## EXCERPTED TEXT

I would suggest you to do the following steps:

1) Configure on your server a correct mailprog in order to get email
notifications. (optional)

2) Change your "StateSaveLocation" parameter, don't use the /tmp. Create
another directory and give write permissions only to the SlurmUser (user
who runs slurmctld daemon).

3) Use both ControlMachine and ControlAddr options. Set
ControlMachine=server-hostname and ControlAddr=server-ip, use hostname
and ip that are visible/accessible on the same network as the compute nodes.

4) You could try to set: ProctrackType=proctrack/linuxproc

5) The directories for the pid and log files should be writable by the
slurmuser.

6) Before trying to use slurmdbd, at least set up the jobcomp mechanism
in order to have a history of old jobs. Just set
JobCompType="jobcomp/filetxt" and JobCompLoc="<dir>" where jobcomploc
should be writable by the slurmuser.

7) You could also change to JobAcctGatherFrequency=0

8) You should check also your firewall.

9) I see that you are trying to run slurmctld and slurmd on the same
machine. I have never tried this but could you tell us if you can see
both processes to be running? When you run "service slurm start" which
processes are started? In the end I would suggest you to use a different
machine as a compute node. If you use VMs then is shouldn't be difficult
to set up a second VM ;)

I hope this will help you!

Best Regards,
Chrysovalantis Paschoulas
Post by Uwe Sauter
And port 6817 as well
Post by Monica Marathe
Hey Michael,
# slurm.conf file generated by configurator.html.
# Put this file on all nodes of your cluster.
# See the slurm.conf man page for more information.

## EXERCISE REQUIREMENTS
In the Slurm setup advice, which user should get write permissions on the directory created to replace /tmp for "StateSaveLocation"?

## RECORD SET

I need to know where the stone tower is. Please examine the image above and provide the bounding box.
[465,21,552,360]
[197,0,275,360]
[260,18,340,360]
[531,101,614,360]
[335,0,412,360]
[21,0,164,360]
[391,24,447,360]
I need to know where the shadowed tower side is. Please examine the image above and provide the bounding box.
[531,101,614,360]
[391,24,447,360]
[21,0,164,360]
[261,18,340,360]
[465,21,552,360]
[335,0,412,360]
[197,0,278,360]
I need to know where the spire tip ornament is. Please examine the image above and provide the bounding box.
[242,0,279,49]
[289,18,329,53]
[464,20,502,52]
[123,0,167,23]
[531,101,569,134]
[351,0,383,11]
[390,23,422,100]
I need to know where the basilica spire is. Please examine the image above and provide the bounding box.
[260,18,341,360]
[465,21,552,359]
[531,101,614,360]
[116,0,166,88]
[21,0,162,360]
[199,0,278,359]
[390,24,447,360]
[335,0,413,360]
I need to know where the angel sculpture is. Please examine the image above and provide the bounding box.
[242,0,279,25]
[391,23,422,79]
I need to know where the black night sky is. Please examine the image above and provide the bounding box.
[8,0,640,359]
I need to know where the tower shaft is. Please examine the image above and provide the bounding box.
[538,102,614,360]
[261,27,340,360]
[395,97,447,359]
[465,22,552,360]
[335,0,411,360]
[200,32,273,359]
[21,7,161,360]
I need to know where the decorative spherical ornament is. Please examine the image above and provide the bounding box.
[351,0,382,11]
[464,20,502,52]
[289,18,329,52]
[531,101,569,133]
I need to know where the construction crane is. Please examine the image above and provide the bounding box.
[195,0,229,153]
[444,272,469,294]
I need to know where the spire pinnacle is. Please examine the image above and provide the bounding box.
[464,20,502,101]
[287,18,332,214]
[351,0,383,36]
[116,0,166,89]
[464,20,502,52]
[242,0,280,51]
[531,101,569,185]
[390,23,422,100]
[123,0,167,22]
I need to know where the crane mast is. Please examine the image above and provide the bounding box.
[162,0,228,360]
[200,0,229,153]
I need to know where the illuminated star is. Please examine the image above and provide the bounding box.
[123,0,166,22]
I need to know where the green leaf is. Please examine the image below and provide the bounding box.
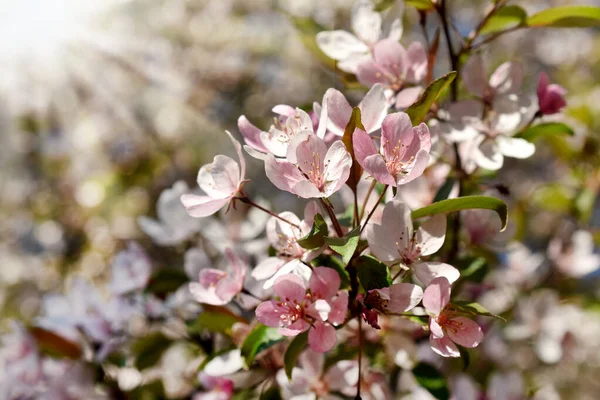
[413,363,450,400]
[313,255,350,289]
[241,324,284,368]
[412,196,508,232]
[433,177,456,203]
[531,183,576,213]
[456,346,471,372]
[325,226,360,265]
[298,214,329,250]
[527,6,600,28]
[289,15,336,69]
[452,301,506,322]
[188,310,239,335]
[480,6,527,35]
[406,71,456,126]
[146,268,189,295]
[131,332,172,370]
[29,326,82,359]
[342,107,365,192]
[575,188,597,223]
[283,331,308,381]
[457,257,488,282]
[355,256,392,290]
[404,0,433,11]
[515,122,575,142]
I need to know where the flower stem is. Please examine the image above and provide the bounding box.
[360,185,389,234]
[354,312,363,400]
[358,179,377,224]
[235,194,300,229]
[319,199,344,237]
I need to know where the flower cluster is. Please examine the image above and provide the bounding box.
[0,0,600,400]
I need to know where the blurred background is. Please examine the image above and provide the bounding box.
[0,0,600,399]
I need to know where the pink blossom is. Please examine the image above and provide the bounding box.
[537,72,567,115]
[190,249,248,305]
[138,181,202,246]
[238,102,327,160]
[325,83,389,136]
[548,230,600,278]
[252,201,324,289]
[353,112,431,186]
[362,283,423,329]
[462,54,523,103]
[192,372,233,400]
[360,199,446,272]
[423,276,483,357]
[110,242,152,295]
[265,132,352,198]
[316,0,402,74]
[356,39,427,91]
[181,132,246,218]
[256,267,348,353]
[277,350,358,400]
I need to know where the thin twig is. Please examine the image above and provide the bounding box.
[319,199,344,237]
[234,194,300,229]
[354,312,363,400]
[359,185,389,236]
[358,179,377,224]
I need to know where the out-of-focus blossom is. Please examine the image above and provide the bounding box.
[356,39,427,91]
[429,99,483,142]
[462,54,523,103]
[537,72,567,115]
[265,132,352,199]
[138,181,202,246]
[396,164,458,210]
[548,230,600,278]
[487,371,526,400]
[0,322,43,392]
[367,200,459,284]
[192,372,233,400]
[277,350,358,400]
[352,112,431,186]
[252,201,324,289]
[256,267,348,352]
[109,242,152,295]
[190,249,248,305]
[317,0,402,73]
[38,278,135,344]
[181,132,246,218]
[423,276,483,357]
[202,197,269,256]
[238,102,327,160]
[325,84,389,136]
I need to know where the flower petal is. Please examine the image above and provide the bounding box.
[325,89,354,136]
[461,54,488,97]
[273,274,306,301]
[308,322,337,353]
[429,335,460,357]
[414,261,460,286]
[423,276,451,315]
[415,214,446,256]
[356,83,388,133]
[316,30,369,61]
[308,267,341,300]
[180,194,230,218]
[446,317,483,348]
[496,136,535,159]
[387,283,423,313]
[238,115,267,153]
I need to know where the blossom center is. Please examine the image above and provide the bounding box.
[382,139,414,177]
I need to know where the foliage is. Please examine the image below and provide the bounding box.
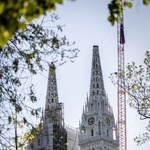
[0,14,79,150]
[108,0,150,25]
[111,51,150,144]
[0,0,62,48]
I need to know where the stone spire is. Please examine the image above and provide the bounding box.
[44,63,62,125]
[79,45,119,150]
[45,63,59,109]
[90,45,106,100]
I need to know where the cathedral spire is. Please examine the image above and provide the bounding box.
[44,63,63,125]
[45,63,59,109]
[90,45,105,99]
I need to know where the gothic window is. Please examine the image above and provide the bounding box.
[91,129,94,136]
[98,121,101,135]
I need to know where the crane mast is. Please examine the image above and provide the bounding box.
[117,0,127,150]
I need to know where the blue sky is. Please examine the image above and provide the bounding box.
[34,0,150,150]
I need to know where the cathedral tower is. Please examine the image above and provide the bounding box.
[79,45,119,150]
[28,63,67,150]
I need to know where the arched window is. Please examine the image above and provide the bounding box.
[98,121,101,135]
[91,129,94,136]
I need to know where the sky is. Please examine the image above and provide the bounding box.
[34,0,150,150]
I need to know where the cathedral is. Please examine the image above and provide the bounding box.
[27,45,119,150]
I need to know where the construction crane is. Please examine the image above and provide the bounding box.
[117,0,127,150]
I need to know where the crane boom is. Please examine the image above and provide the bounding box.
[117,0,127,150]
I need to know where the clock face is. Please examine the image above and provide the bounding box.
[88,117,95,125]
[106,117,110,126]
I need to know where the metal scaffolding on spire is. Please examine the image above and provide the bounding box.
[117,0,127,150]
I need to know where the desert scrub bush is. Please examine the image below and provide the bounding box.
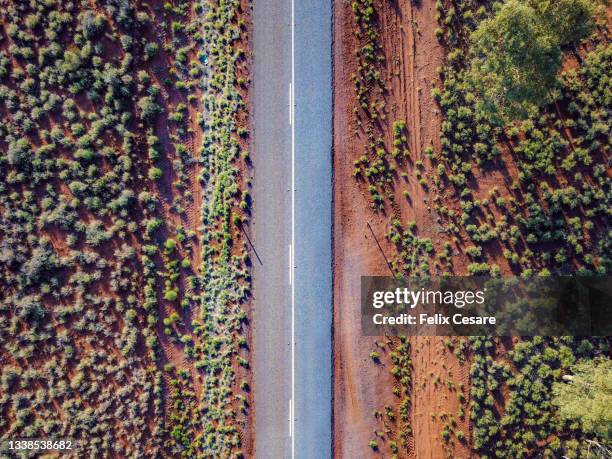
[0,0,250,457]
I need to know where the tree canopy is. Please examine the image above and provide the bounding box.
[553,358,612,441]
[469,0,594,119]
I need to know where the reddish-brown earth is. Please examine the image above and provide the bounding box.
[334,0,469,458]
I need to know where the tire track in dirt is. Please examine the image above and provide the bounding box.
[334,0,469,458]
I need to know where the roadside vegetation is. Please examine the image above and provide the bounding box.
[0,0,251,457]
[352,0,612,457]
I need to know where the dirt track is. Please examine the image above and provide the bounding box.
[334,0,469,458]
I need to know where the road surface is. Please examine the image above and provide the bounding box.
[252,0,332,459]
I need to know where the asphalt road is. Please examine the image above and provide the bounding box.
[252,0,332,458]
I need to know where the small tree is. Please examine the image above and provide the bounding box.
[552,358,612,441]
[470,0,594,119]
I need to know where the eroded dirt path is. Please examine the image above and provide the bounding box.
[334,0,469,458]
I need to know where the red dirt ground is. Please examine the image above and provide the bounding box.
[334,0,469,458]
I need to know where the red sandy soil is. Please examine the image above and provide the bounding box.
[334,0,470,458]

## RESULT BELOW
Only the SlurmUser, the user who runs the slurmctld daemon.